Which lines in the records below contain the word "license"? Gather each of them and copy it out in full.

------------------------------

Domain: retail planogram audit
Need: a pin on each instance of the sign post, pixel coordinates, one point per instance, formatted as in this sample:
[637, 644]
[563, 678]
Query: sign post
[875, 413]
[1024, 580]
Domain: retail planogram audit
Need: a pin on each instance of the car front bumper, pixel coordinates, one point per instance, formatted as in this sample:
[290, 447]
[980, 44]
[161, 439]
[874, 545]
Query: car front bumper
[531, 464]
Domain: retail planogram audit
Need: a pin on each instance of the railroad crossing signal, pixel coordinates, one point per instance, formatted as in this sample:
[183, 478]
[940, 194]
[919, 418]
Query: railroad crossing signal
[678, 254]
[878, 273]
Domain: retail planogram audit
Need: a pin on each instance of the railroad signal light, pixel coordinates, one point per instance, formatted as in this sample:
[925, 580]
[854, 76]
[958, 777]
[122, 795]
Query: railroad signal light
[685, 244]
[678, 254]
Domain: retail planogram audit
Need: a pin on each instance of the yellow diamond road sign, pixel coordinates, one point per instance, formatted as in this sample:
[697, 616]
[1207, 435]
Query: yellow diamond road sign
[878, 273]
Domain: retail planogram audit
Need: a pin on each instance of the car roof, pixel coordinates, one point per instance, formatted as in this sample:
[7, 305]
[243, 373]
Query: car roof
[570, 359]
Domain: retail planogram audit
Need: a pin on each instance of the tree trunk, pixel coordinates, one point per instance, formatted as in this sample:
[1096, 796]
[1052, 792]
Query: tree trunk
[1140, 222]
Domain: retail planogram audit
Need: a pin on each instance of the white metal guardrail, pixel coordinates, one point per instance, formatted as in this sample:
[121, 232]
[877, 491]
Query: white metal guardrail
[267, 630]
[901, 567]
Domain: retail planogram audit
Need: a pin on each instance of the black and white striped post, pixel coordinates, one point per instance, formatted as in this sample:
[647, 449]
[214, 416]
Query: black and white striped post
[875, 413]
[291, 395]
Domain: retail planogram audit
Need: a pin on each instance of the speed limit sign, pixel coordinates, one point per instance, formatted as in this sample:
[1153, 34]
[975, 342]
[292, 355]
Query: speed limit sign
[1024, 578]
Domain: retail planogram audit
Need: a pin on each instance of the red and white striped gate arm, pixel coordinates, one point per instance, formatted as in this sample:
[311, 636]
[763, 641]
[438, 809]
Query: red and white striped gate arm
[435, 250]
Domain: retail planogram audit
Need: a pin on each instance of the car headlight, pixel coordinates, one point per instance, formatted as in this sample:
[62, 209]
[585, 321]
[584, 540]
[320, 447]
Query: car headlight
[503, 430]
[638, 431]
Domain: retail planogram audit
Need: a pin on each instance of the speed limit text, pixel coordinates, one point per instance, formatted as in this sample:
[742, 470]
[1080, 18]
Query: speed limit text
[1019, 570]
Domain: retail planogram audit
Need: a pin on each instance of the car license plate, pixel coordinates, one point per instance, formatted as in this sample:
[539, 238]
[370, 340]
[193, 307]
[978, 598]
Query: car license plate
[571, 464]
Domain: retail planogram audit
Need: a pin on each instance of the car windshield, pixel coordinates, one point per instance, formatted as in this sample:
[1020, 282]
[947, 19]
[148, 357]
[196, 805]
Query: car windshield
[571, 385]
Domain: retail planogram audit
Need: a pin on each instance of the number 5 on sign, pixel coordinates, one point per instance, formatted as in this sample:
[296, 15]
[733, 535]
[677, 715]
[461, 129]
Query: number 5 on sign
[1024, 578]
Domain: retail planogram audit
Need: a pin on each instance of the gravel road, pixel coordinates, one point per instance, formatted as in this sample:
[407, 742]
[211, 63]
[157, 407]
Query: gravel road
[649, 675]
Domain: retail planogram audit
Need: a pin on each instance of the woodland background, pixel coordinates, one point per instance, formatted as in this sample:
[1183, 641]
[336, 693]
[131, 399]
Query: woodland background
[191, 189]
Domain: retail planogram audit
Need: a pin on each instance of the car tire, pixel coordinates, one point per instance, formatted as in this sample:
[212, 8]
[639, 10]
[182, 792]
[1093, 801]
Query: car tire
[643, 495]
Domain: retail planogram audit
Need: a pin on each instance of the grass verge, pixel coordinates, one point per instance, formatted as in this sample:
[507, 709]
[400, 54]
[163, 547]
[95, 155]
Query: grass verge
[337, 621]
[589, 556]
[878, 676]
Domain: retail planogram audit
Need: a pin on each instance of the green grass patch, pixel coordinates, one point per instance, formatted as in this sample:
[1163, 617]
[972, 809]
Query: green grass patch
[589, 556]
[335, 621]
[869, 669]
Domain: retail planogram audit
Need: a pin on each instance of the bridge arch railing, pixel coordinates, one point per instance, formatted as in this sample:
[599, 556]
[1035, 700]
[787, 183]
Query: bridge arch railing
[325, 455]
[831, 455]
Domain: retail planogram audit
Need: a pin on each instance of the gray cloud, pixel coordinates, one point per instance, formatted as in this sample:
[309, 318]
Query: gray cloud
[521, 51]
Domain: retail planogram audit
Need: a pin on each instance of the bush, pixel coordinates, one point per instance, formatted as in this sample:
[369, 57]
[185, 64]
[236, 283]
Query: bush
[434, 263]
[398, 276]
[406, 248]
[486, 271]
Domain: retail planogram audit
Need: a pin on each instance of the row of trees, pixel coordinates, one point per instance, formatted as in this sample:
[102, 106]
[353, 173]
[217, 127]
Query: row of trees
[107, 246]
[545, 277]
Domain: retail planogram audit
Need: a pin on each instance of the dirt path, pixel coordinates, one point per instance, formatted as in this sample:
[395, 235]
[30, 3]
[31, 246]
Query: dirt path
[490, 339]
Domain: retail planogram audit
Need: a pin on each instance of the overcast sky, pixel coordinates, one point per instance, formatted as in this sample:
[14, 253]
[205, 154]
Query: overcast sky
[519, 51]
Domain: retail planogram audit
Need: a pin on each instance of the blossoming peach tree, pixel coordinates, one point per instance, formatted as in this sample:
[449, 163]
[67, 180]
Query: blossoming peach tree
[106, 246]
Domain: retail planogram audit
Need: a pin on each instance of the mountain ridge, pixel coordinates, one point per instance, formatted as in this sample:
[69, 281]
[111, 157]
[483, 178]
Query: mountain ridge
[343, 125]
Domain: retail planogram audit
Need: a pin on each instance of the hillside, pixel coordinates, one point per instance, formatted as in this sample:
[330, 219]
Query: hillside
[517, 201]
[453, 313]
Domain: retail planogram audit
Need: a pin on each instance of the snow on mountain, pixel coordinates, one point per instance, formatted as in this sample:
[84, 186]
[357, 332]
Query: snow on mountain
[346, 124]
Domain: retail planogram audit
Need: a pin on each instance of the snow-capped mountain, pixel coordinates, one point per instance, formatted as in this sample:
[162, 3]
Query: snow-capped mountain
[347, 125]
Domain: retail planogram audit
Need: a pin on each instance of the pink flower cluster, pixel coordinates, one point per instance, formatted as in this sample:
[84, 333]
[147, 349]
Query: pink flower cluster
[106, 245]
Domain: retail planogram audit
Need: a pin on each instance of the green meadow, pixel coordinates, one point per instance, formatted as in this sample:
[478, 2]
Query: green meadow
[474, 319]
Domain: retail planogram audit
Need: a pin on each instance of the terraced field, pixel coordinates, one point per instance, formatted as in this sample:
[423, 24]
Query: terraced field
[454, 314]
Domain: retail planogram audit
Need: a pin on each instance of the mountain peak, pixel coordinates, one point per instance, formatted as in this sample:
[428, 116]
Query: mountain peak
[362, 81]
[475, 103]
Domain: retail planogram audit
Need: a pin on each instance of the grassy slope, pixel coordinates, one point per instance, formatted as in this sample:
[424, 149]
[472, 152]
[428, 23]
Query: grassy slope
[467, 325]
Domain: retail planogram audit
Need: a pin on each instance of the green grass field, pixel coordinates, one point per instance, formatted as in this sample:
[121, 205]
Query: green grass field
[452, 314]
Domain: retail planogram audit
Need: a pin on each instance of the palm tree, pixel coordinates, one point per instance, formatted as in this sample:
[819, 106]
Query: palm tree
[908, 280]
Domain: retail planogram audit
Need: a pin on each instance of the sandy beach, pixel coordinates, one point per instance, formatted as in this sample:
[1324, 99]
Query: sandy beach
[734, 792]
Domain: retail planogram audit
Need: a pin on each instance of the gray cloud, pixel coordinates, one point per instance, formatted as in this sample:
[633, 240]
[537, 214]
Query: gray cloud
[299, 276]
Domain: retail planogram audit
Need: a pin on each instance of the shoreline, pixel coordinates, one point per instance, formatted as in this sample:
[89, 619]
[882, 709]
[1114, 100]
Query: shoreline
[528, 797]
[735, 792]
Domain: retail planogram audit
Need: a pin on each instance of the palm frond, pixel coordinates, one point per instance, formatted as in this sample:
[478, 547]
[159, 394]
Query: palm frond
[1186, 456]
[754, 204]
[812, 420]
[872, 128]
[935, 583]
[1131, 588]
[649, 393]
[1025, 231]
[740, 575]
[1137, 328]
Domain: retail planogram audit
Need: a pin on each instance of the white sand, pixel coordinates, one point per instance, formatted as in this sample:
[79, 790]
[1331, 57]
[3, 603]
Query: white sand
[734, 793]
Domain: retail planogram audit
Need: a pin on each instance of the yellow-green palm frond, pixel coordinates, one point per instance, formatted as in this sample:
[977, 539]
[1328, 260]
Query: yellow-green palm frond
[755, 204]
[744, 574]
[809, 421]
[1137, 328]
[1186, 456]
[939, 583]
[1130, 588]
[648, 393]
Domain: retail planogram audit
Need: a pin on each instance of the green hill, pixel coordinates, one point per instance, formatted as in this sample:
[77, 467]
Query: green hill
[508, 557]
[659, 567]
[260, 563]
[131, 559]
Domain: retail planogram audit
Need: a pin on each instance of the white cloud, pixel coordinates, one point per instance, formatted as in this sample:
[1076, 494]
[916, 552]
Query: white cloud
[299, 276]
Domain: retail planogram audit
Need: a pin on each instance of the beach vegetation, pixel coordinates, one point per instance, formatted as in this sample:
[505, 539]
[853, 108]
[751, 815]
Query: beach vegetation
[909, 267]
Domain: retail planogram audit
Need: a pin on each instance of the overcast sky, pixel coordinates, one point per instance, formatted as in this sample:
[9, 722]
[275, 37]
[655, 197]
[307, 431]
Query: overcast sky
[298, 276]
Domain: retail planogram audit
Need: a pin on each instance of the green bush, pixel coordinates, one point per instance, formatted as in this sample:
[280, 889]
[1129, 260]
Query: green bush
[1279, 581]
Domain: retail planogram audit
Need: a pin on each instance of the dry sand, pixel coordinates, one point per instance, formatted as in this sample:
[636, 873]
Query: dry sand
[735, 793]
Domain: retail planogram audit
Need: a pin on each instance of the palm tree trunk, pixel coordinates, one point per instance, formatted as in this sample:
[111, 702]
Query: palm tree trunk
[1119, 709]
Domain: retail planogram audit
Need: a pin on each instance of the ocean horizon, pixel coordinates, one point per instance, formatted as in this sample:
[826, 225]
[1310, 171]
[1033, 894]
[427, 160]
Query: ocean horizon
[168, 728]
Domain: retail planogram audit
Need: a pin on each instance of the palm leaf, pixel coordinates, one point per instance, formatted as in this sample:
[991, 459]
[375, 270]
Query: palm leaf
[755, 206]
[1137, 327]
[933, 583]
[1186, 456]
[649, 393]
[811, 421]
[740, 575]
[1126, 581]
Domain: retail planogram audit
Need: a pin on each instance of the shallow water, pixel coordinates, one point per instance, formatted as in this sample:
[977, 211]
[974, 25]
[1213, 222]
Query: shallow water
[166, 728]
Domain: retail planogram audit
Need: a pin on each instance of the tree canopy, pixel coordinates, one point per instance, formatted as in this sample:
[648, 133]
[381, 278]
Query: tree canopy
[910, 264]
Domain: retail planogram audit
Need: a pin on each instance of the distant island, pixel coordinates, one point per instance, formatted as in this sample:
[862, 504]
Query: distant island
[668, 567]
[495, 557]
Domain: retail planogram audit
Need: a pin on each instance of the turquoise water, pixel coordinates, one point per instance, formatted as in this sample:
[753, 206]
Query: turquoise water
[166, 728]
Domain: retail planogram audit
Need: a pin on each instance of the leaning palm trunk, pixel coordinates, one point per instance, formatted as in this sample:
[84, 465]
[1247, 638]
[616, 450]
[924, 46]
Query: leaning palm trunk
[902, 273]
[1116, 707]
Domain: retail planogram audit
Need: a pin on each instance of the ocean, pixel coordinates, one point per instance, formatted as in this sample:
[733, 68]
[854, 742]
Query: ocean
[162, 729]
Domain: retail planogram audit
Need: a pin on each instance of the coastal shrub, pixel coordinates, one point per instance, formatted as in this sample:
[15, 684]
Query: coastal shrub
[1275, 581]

------------------------------

FULL RESPONSE —
Need: a pin on each instance of the car license plate, pixel coordinates, one point per instance, formatted as in this sample:
Query: car license plate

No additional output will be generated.